Problem to solve
Recast the records below as a Markdown table with the columns Row and Line, giving each nonblank line its own numbered row and skipping blank lines. Leave the pictures out of the table.
▼▼▼
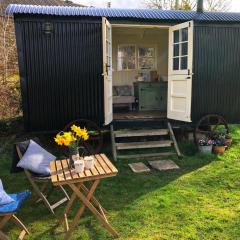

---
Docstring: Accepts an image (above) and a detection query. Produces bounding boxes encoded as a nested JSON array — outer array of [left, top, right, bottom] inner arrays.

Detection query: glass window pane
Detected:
[[138, 47, 154, 57], [173, 58, 179, 70], [173, 44, 179, 57], [127, 58, 136, 69], [173, 30, 179, 43], [181, 42, 188, 56], [138, 57, 155, 69], [180, 28, 188, 42], [181, 57, 188, 70], [118, 46, 135, 57]]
▲▲▲
Response to this exercise
| Row | Line |
|---|---|
| 1 | --- |
| 2 | Docstring: Accepts an image (above) and a detection query. Produces bounding boxes encoded as a nested JSON array — outer array of [left, top, right, bottom] inner arrays. |
| 3 | Detection query: glass window pane |
| 4 | Detected: |
| 5 | [[138, 47, 154, 57], [173, 58, 179, 70], [173, 44, 179, 57], [127, 58, 136, 69], [173, 30, 179, 43], [181, 42, 188, 56], [138, 57, 155, 69], [180, 28, 188, 42], [181, 57, 188, 70], [118, 46, 135, 57]] |